* [Text to read]

** begin **

The year in queer

David Foucher READ TIME: 13 MIN.

What a year. From the anti-gay animus of MassResistance, the Boston Archdiocese and VoteOnMarriage.org to the victory over an anti-gay marriage amendment -from the angst over ENDA to the messiness of presidential politics, 2007 was interesting. Here's a quick rundown of the highlights.

January
The agony of defeat
Back in November 2006 the marriage equality advocates broke out the champagne to celebrate their supposed victory over the marriage amendment. Um, nice try, guys, but no. The Jan. 2 constitutional convention (ConCon) was a rude awakening for same-sex marriage supporters, and arguably the marriage equality movement's darkest hour. Advocates had planned to kill the marriage amendment procedurally at the ConCon, but in the weeks leading up to the ConCon everything unraveled: VoteOnMarriage.org held rallies across the state urging lawmakers to take an up-or-down vote on the marriage amendment, and the Supreme Judicial Court issued a ruling that said that while the court had no authority to compel the legislature to take a vote, it was the legislature's duty to do so. The majority support to kill the amendment with a procedural vote quickly evaporated.

The day of the ConCon, Sen. President Robert Travaglini, who opposes same-sex marriage and favors civil unions, signaled his intention to hold an up-or-down vote on the amendment, and the legislature passed it, sending it into the next session for a final vote. In her analysis of the ConCon, Bay Windows reporter Laura Kiritsy points out that Travaglini's call for an up-or-down vote was hardly motivated by a principled commitment to process:

"After ramming through two up-or-down votes on a proposed constitutional amendment that would prohibit same-sex couples from marrying, Travaglini, in open defiance of a Dec. 27 Supreme Judicial Court ruling which said that it was the 'constitutional duty' of lawmakers to take merit votes on initiative petitions, orchestrated the killing via procedural maneuver of an amendment that would have mandated universal health care throughout Massachusetts."

Quote of the month
"[My message is] that we can really find a way to talk to each other that's positive instead of negative, that has a sense of community, that we don't constantly break things down and say, 'We're okay because my little subset of the trans community is okay, because we're not like those people over there, because they're kind of weird and I don't really get them either.' We can make a lot more effort to figure out all the jobs basically that need to be done on this boat that we're all on, which is a boat, I like to remind people on a regular basis, that a whole bunch of other people are trying to sink."

** end **

* [Source data]
** begin **

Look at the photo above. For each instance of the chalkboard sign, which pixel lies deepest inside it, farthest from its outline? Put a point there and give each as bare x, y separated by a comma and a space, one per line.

** end **

* [Set tasks]
1. Please quote the year-in-queer article between "What a year." and "of the highlights.", inclusive.
2. Write a continuation of the year-in-queer article that begins right after its final sentence.
The listing is separate from the year-in-queer article.

* [Responses for each task]
1.
What a year. From the anti-gay animus of MassResistance, the Boston Archdiocese and VoteOnMarriage.org to the victory over an anti-gay marriage amendment -from the angst over ENDA to the messiness of presidential politics, 2007 was interesting. Here's a quick rundown of the highlights.

2.
- Helen Boyd, author of She's Not the Man I Married and keynote speaker at the Tiffany Club's 2007 First Event conference.

February
Log Cabin no friend of Romney's
It's a safe bet that Log Cabin Republicans really don't like Mitt Romney. Log Cabin's new president Patrick Sammon spoke with Laura Kiritsy during his meet-and-greet with local supporters in Boston, and he told her that he was waiting for a "serious journalist" to press the presidential hopeful and former Massachusetts governor on his flip-flops on gay rights, from his relatively strong pro-gay stances during his 1994 Senate bid and 2002 run for governor to his new pose as a conservative culture warrior in his run for the Republican nomination. What made Romney's about-face particularly vexing for Log Cabin is that he successfully courted and won the endorsement of the local chapter during his Senate and gubernatorial campaigns and then used his crusade against same-sex marriage to boost his presidential bid.

"There needs to be an interview with Tim Russert or someone from the LGBT press - and he's probably not going to be holding that conference call with reporters - but someone really needs to corner him, if you will," Sammon told Bay Windows. "At this point his record speaks for itself and he needs to explain how it is that there's been such a shift."

Apparently the media did not move fast enough for Log Cabin (although Tim Russert did question Romney on his gay flip-flops on the Dec. 16 ,Meet the Press), because in the past few months Log Cabin has taken a decidedly DIY approach to reminding voters about Romney's flip-flops. Log Cabin has run television and radio ads in Iowa, New Hampshire and nationally on Fox News highlighting his flip-flops on taxes, gun control, abortion and his opinion of Ronald Reagan's administration. But oddly enough, the issue missing from Log Cabin's ads thus far is any discussion of his gay rights record. Guess that doesn't play as well in Des Moines.

Quote of the month
"So I wonder if we could plant some people at her next stop or when she comes again to ask those questions directly, especially around some of the domestic partnership, the marriage issue, just to bring it up. And I don't think she wants to go down that road. It would be an interesting way to see how she handles it."
- Dottie Morris, an attendee at a forum held by Sen. Hillary Clinton in Keene, N.H., on the lack of discussion of LGBT issues in Clinton's stump speech and the Q&A session that followed.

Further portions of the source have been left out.